Task brief:
An exact reprint of all the records is the expected answer.

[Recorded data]
+++++

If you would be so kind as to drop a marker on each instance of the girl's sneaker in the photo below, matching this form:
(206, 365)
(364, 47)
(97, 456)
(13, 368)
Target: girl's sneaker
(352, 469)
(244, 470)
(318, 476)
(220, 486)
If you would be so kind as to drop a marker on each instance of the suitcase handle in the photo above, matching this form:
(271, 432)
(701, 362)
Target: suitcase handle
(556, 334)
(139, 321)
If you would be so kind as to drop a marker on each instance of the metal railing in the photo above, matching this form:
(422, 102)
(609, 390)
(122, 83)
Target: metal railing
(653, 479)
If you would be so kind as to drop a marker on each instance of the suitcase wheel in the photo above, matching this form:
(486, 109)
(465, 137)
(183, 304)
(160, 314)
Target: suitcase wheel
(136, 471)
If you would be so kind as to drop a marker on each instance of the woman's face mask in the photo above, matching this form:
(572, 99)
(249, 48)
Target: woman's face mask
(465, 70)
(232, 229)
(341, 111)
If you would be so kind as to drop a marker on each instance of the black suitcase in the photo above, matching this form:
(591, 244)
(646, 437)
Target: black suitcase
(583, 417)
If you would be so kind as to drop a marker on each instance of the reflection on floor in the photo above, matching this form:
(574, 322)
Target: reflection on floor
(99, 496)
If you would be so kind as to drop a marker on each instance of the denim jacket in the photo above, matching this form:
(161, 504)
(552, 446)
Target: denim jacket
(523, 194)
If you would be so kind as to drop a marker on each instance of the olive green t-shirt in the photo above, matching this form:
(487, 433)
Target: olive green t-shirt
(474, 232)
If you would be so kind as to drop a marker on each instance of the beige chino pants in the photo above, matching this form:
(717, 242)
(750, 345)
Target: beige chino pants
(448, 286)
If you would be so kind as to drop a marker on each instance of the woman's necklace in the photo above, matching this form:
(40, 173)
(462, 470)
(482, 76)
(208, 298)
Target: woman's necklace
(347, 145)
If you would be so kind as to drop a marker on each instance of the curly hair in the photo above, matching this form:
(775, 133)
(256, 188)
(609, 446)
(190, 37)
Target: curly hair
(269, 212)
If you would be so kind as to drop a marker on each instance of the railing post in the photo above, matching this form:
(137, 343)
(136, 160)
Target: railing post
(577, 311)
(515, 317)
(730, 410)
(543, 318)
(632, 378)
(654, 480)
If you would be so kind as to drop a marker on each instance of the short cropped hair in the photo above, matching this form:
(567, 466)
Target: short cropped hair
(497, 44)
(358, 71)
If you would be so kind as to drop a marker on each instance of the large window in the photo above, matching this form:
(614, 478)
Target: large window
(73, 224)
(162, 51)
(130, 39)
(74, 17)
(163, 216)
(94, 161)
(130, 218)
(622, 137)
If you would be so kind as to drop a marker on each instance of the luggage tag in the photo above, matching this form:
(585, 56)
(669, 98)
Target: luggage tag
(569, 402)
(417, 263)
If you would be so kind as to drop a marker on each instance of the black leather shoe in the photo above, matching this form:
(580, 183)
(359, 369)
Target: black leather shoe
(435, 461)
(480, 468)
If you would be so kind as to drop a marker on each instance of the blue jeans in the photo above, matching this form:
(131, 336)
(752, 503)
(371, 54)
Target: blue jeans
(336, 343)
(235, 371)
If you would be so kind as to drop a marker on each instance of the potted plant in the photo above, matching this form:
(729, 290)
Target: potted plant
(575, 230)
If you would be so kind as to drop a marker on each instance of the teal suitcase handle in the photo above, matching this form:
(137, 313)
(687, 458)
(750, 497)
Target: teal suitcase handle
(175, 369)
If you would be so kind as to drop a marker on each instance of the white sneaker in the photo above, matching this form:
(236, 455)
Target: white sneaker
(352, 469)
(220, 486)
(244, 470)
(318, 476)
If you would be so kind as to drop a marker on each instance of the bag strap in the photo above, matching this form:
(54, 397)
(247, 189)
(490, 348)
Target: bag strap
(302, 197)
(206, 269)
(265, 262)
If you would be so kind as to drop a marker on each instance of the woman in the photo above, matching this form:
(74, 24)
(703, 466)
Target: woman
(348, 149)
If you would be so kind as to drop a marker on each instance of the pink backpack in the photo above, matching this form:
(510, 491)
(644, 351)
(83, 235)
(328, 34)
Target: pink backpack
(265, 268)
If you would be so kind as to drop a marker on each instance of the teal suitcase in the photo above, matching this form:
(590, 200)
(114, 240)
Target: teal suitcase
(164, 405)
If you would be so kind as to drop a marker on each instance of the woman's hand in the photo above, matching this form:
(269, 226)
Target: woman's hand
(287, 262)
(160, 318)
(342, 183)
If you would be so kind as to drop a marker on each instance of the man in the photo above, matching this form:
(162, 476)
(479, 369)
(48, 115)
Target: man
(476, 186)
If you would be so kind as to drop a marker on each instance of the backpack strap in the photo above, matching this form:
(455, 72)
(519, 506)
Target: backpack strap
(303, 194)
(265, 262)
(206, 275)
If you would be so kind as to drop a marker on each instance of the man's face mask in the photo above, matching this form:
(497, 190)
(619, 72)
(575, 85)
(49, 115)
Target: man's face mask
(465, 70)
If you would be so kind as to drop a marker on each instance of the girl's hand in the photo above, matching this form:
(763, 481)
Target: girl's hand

+++++

Response:
If you would be so kind as to drop a marker on each instance of the girl's sneaker in the photo below, matching this form:
(206, 365)
(364, 47)
(97, 456)
(13, 368)
Target: girl's sneaker
(352, 469)
(244, 470)
(318, 476)
(220, 486)
If you would be so kind as to drop a marker on each instance of the suitcase handle in the photo above, matching this form:
(271, 432)
(701, 362)
Target: suitcase handle
(556, 334)
(139, 321)
If you would be so kind as to drop a marker on each instance of the metal railing in the photo above, matching this form:
(422, 102)
(609, 390)
(122, 83)
Target: metal railing
(653, 479)
If you would be so kind as to drop a marker on each instance of the suitcase wheel in the photo above, matching this form:
(486, 109)
(465, 137)
(183, 304)
(160, 314)
Target: suitcase wheel
(136, 471)
If you would be so kind as to drop a marker on each instance of the woman's face mask in the photo above, matching this form:
(572, 99)
(249, 48)
Target: woman's face mask
(465, 70)
(232, 229)
(341, 111)
If you would be so kind as to drop a marker on each instance of the black suitcase in the photo above, matching this form:
(591, 244)
(646, 437)
Target: black suitcase
(583, 417)
If you would be so kind as to drop a marker on each instance of the reflection on floor in the photo above, matching this form:
(574, 322)
Target: reflection on floor
(99, 496)
If you would be so kind as to drop a marker on each instance of the denim jacket in the photo above, matching this form:
(161, 504)
(552, 446)
Target: denim jacket
(523, 194)
If you would be so kind as to drop a marker on each instance of the olive green t-shirt in the photo above, matching this form:
(487, 433)
Target: olive green t-shirt
(474, 232)
If you would be so kind as to drop a marker on each instance of the beige chino pants in the photo above, matching this form:
(717, 242)
(750, 345)
Target: beige chino pants
(448, 286)
If you would be so kind as to drop a marker on each instance of the woman's necklace in the photo above, matching this form:
(40, 173)
(462, 470)
(482, 76)
(208, 298)
Target: woman's necklace
(347, 145)
If you would be so kind as to drop a marker on each instance of the curly hair in the photo above, matching this form:
(775, 133)
(256, 188)
(609, 446)
(190, 37)
Target: curly hair
(269, 212)
If you would be so kind as to drop a marker on each instance of the railing post in the photo above, matching this form:
(137, 343)
(136, 160)
Target: railing post
(577, 311)
(515, 317)
(730, 410)
(543, 318)
(632, 378)
(654, 480)
If you would be so kind as to drop a marker on each instance of the short cropped hair in the photo above, matching this form:
(567, 466)
Target: short cropped hair
(497, 44)
(358, 71)
If you would be so kind as to drop a marker on each instance of the large window in the photo above, matching this form:
(614, 478)
Target: large window
(73, 224)
(162, 51)
(130, 39)
(74, 17)
(163, 216)
(94, 161)
(130, 218)
(622, 137)
If you would be so kind as to drop a marker on each instance of the luggage tag in the photo above, matching this form:
(585, 56)
(669, 98)
Target: luggage tag
(569, 402)
(417, 263)
If you would be so kind as to drop a marker on each instance of the black leather shoe in the photo above, matching this form:
(580, 183)
(359, 369)
Target: black leather shoe
(435, 461)
(480, 468)
If you would be so kind as to drop a marker on each instance of the blue jeans in the photo above, matching this form:
(131, 336)
(752, 503)
(371, 54)
Target: blue jeans
(336, 343)
(235, 371)
If you would be so kind as to drop a marker on each instance of the potted plant in the photo above, matching this form:
(729, 290)
Target: potted plant
(575, 230)
If you would be so kind as to drop a marker on each instance of the teal suitcase handle in the photo above, matching this form:
(137, 313)
(687, 458)
(750, 497)
Target: teal suitcase handle
(175, 369)
If you would be so kind as to drop a marker on each instance of the white sneaker in the photo above, matching this form:
(236, 455)
Target: white sneaker
(352, 469)
(220, 486)
(244, 470)
(318, 476)
If you would be so kind as to drop a marker on each instance of the bag strap in the photo above, matching this form:
(54, 397)
(247, 189)
(490, 348)
Target: bag strap
(302, 197)
(206, 269)
(265, 262)
If you would be so kind as to drop a marker on each instance of the woman in the photo above, matching this form:
(74, 24)
(703, 466)
Target: woman
(348, 149)
If you would be so kind as to drop a marker on each instance of the pink backpack in the photo above, matching this form:
(510, 491)
(644, 351)
(83, 235)
(328, 34)
Target: pink backpack
(265, 268)
If you would be so kind as to drop a marker on each instance of the teal suitcase in the photo above, matching this form:
(590, 200)
(114, 240)
Target: teal suitcase
(164, 405)
If you would be so kind as to drop a marker on each instance of the woman's hand in the photo above, matching this form:
(269, 226)
Target: woman's hand
(287, 262)
(160, 318)
(342, 183)
If you would be so kind as to drop a marker on each instance of the man in the photo above, matching this form:
(162, 476)
(479, 369)
(48, 115)
Target: man
(476, 186)
If you would be so kind as to drop a marker on each instance of the backpack strap in the photo above, matching this form:
(455, 72)
(519, 506)
Target: backpack strap
(303, 194)
(265, 262)
(206, 275)
If you would be so kind as to drop a marker on each instance of the man's face mask in the photo above, matching this form:
(497, 190)
(619, 72)
(575, 85)
(49, 115)
Target: man's face mask
(465, 70)
If you would be so kind as to drop a marker on each instance of the girl's hand in the photo above, matching this form:
(763, 481)
Target: girl's hand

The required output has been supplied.